### What to work on
As a numbered list, reproduce the lines of the records from the line with "Where can the side" through the line with "<point>946,405</point>", skipping any blank lines.

### Exercise materials
··········
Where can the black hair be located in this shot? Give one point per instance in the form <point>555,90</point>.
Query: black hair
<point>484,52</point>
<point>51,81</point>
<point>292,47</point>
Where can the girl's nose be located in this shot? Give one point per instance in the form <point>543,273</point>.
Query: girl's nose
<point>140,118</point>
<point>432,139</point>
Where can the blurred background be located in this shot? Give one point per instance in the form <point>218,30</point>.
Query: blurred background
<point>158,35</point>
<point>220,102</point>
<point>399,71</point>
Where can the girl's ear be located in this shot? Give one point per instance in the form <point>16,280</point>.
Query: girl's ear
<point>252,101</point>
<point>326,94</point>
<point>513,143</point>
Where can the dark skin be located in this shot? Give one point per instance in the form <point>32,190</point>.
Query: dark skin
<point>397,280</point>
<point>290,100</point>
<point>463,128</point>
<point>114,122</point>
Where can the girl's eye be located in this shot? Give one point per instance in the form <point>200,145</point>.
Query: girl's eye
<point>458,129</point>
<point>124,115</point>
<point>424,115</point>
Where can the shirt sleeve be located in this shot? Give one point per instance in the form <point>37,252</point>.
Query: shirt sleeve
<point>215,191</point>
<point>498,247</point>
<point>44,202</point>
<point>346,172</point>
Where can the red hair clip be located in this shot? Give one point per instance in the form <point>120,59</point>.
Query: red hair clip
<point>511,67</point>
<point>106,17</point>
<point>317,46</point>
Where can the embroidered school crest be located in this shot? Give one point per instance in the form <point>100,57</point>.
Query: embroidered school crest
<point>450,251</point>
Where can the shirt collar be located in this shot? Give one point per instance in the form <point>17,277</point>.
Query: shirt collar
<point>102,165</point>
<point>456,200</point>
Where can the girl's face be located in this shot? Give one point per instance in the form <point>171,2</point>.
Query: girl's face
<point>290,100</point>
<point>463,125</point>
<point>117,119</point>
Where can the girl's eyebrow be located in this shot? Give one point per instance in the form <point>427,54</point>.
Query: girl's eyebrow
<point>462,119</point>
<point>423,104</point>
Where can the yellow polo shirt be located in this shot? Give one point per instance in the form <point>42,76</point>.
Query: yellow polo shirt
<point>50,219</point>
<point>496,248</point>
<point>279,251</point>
··········
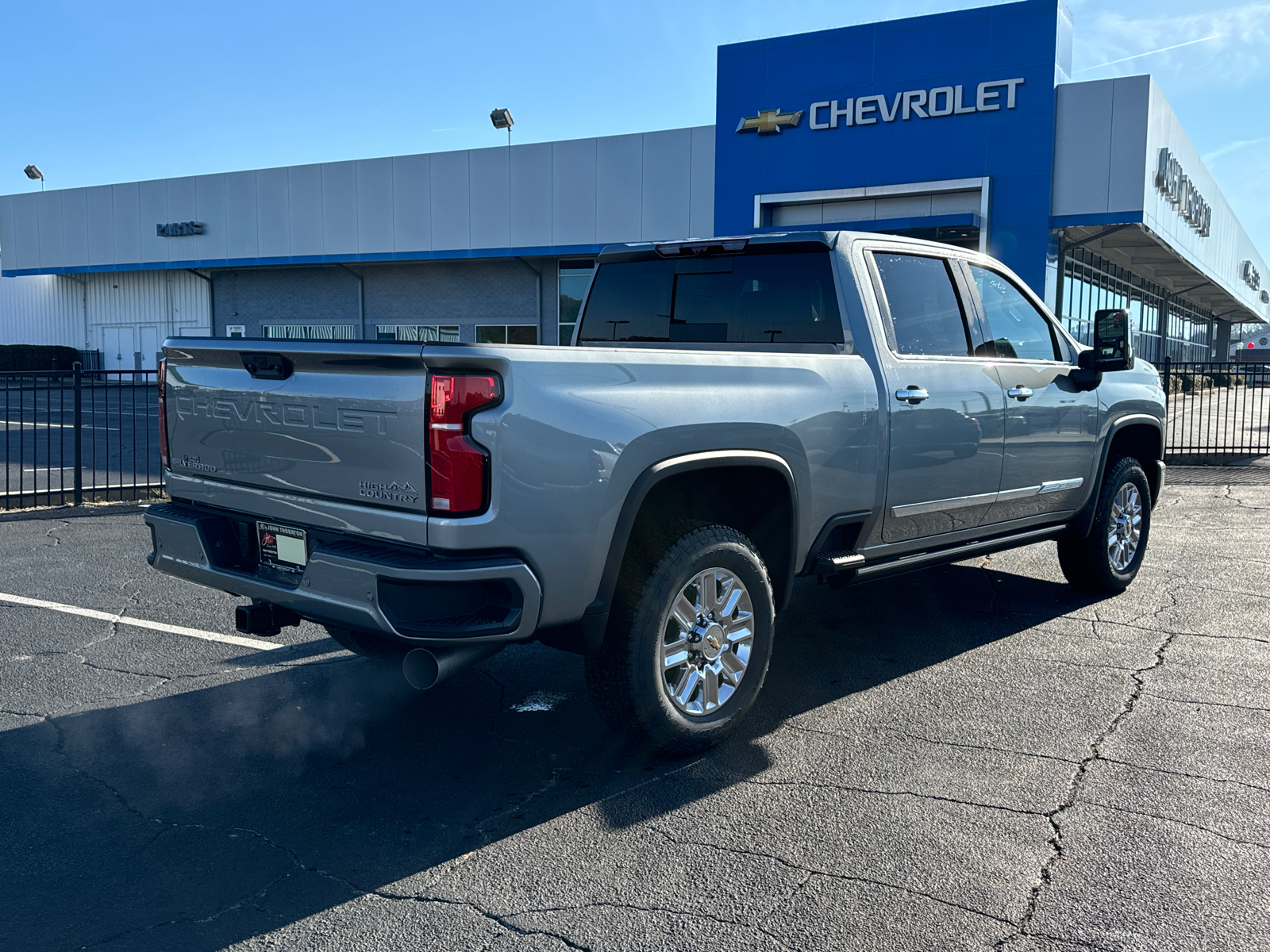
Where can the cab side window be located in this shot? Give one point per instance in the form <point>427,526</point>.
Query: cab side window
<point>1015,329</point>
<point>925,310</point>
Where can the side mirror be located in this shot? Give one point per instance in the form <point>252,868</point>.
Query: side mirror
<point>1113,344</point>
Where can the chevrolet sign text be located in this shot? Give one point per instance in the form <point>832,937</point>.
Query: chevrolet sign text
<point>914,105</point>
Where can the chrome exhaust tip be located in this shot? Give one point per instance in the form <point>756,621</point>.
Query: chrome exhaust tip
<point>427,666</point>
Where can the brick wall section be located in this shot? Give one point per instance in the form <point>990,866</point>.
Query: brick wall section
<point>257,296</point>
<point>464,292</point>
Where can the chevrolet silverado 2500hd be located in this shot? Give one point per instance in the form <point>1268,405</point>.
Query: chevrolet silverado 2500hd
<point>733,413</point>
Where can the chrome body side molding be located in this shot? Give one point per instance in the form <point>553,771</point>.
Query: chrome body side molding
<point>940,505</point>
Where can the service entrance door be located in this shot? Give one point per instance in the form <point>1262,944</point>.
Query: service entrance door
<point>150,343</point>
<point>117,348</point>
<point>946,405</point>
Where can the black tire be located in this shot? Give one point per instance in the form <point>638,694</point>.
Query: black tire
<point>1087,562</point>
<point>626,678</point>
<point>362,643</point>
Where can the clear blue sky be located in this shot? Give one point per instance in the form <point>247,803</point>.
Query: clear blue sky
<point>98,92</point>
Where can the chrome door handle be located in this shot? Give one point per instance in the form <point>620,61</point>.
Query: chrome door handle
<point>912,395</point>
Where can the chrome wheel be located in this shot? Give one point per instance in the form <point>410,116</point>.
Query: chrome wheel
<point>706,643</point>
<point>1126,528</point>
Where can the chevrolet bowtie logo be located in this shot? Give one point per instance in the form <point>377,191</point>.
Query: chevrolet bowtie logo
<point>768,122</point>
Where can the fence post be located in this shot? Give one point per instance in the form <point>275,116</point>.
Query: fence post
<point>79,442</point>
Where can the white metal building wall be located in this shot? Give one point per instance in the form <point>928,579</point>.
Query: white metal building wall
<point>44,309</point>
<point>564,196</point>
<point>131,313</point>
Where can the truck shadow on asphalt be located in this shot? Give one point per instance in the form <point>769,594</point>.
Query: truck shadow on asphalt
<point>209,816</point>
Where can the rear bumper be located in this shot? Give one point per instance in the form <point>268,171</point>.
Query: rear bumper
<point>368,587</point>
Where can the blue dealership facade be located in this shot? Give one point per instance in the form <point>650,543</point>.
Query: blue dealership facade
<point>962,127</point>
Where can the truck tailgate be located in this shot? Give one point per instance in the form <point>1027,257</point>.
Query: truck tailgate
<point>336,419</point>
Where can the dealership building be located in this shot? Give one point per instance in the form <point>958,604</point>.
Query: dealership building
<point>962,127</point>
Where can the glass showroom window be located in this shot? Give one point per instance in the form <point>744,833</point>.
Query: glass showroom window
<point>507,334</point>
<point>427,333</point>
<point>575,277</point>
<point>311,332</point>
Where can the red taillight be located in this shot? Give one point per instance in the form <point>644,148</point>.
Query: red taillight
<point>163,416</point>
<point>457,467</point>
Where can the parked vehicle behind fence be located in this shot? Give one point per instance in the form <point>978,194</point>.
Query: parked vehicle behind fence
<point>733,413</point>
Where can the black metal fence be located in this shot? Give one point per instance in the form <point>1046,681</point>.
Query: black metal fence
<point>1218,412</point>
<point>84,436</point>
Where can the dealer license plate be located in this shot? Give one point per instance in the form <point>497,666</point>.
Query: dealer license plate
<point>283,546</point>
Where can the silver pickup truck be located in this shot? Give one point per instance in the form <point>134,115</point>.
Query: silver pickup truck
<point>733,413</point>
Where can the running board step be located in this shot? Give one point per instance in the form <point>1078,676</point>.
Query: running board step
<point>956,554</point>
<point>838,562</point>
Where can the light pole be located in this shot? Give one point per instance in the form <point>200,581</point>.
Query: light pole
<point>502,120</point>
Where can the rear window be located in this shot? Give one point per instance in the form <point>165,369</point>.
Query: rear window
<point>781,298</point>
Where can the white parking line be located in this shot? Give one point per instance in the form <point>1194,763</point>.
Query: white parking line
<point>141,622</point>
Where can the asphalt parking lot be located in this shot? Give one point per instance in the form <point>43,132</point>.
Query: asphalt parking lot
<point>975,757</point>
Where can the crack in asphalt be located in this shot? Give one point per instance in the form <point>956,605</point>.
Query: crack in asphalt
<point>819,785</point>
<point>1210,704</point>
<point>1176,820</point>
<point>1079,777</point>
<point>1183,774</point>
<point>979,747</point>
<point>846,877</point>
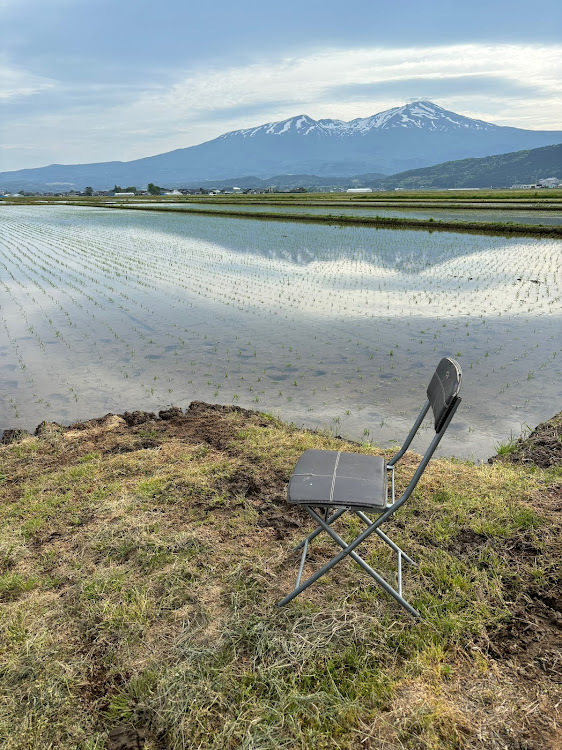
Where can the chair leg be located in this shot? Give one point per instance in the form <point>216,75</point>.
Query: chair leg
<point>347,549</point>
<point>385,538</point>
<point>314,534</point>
··········
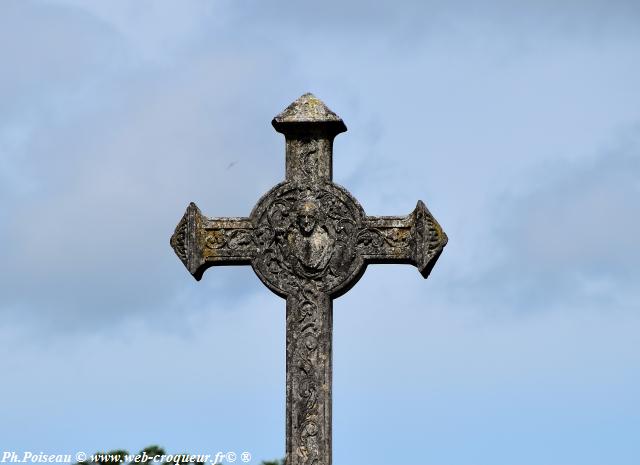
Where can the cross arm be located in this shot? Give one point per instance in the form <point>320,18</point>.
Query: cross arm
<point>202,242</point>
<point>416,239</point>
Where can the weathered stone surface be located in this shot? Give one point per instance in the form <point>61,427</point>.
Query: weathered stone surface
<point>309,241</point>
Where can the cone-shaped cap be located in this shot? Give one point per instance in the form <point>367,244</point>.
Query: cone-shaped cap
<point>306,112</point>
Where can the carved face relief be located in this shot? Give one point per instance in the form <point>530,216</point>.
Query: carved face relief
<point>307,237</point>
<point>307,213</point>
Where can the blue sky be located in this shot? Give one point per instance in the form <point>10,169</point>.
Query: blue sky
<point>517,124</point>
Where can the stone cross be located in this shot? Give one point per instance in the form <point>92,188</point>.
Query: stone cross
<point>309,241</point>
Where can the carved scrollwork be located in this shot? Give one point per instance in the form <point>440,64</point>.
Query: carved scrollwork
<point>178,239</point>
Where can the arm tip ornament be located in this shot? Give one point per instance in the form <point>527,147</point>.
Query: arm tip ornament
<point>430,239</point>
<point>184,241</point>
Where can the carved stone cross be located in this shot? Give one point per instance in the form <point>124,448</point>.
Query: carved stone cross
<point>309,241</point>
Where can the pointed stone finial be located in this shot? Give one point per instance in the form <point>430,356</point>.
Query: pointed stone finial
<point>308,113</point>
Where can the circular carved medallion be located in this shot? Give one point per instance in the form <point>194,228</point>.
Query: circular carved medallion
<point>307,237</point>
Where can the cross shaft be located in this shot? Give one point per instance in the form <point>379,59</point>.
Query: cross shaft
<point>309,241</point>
··········
### Solution to this task
1. Where can the side mirror be located in this shot? Give one point per instance in the form <point>252,868</point>.
2. Query: side mirror
3. <point>1113,344</point>
4. Where can the chevrolet sign text be located in this shot? Give one point per instance in the form <point>832,937</point>.
5. Query: chevrolet sign text
6. <point>914,105</point>
7. Where can the chrome exhaust tip be located in this shot? Give one point per instance in the form <point>756,621</point>.
8. Query: chrome exhaust tip
9. <point>427,666</point>
10. Where can the brick wall section be located in this shot? Give one point per instance in the form <point>990,866</point>.
11. Query: brick wall section
12. <point>257,296</point>
13. <point>464,292</point>
14. Where can the chevrolet silverado 2500hd be located in this shot? Give one point per instance in the form <point>1268,405</point>.
15. Query: chevrolet silverado 2500hd
16. <point>733,413</point>
17. Where can the chrome body side molding be located in this shot? Give one point per instance in the form <point>553,771</point>.
18. Query: chrome body side molding
19. <point>940,505</point>
20. Where can the service entrance door be located in this shot? Give one point per instance in the form <point>1262,944</point>.
21. Query: service entrance door
22. <point>150,343</point>
23. <point>117,348</point>
24. <point>946,405</point>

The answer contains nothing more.